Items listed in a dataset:
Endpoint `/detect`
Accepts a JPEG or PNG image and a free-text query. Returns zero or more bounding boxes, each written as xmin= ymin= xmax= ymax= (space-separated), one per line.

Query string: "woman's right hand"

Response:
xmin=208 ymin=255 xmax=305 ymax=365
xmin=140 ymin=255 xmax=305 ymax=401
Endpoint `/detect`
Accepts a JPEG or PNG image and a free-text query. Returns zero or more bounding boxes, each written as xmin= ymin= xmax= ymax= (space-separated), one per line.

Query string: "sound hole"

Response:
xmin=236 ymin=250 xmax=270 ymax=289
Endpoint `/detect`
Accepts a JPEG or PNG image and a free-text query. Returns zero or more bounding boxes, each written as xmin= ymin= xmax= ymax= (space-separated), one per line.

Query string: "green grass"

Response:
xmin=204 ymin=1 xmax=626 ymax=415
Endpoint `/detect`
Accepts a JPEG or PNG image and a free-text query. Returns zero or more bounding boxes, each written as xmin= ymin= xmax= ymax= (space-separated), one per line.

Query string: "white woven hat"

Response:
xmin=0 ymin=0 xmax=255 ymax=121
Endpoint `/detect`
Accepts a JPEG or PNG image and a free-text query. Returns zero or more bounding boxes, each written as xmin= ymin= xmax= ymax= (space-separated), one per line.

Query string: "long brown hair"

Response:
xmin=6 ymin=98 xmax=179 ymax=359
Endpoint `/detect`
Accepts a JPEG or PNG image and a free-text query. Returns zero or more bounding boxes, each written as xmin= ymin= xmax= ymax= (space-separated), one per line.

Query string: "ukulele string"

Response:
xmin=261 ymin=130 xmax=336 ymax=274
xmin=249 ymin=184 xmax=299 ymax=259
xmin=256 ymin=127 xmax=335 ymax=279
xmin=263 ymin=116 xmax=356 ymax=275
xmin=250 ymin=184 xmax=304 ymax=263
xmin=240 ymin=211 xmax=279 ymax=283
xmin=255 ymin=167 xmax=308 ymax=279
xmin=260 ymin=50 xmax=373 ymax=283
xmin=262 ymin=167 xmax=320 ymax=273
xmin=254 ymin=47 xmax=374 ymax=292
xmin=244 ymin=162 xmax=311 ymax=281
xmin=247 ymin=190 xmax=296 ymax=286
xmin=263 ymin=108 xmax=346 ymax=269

▸ YOUR GOAL
Could you restate every record word for word?

▸ ANSWER TO THIS EXERCISE
Endpoint `/detect`
Accepts a JPEG or PNG image and a free-text query. Returns zero or more bounding boxes, each written as xmin= ymin= xmax= ymax= (space-separated), one per line.

Query string: "woman's right hand"

Response:
xmin=208 ymin=255 xmax=305 ymax=365
xmin=140 ymin=255 xmax=305 ymax=401
Endpoint `/detect`
Accepts a JPEG or PNG image and a free-text query. Returns zero or more bounding boxes, each written as xmin= ymin= xmax= ymax= (space-separated), one per line.

Query string: "sound hole"

Response:
xmin=236 ymin=250 xmax=270 ymax=289
Endpoint `/detect`
Accepts a JPEG or PNG image and a free-text query. Returns zero or more bounding boxes, each written as xmin= ymin= xmax= ymax= (space-separated), one per line.

Query string: "green grass"

Response:
xmin=204 ymin=1 xmax=626 ymax=415
Endpoint `/detect`
Accepts a JPEG or PNG image and a free-text query. Returns zero or more bounding boxes, each written as xmin= ymin= xmax= ymax= (space-separated), one per line.

Query string: "white woven hat"

Response:
xmin=0 ymin=0 xmax=255 ymax=121
Endpoint `/detect`
Accepts a JPEG or PNG image and a free-text query. Returns zero or more bounding boxes, each written as xmin= ymin= xmax= ymax= (space-separated), one per line.

Query string: "long brown hair"

Response:
xmin=6 ymin=98 xmax=179 ymax=359
Endpoint `/detect`
Accepts a JPEG or PNG image and a free-text query. Returns zero or more bounding boxes, each written as xmin= ymin= xmax= ymax= (space-separated), one per line.

Query string: "ukulele string"

Response:
xmin=261 ymin=130 xmax=336 ymax=274
xmin=249 ymin=184 xmax=299 ymax=259
xmin=256 ymin=127 xmax=335 ymax=279
xmin=263 ymin=116 xmax=356 ymax=275
xmin=250 ymin=184 xmax=304 ymax=263
xmin=240 ymin=211 xmax=279 ymax=283
xmin=255 ymin=167 xmax=308 ymax=279
xmin=260 ymin=50 xmax=373 ymax=283
xmin=262 ymin=167 xmax=320 ymax=273
xmin=254 ymin=47 xmax=374 ymax=292
xmin=244 ymin=162 xmax=311 ymax=281
xmin=247 ymin=190 xmax=296 ymax=286
xmin=263 ymin=108 xmax=346 ymax=269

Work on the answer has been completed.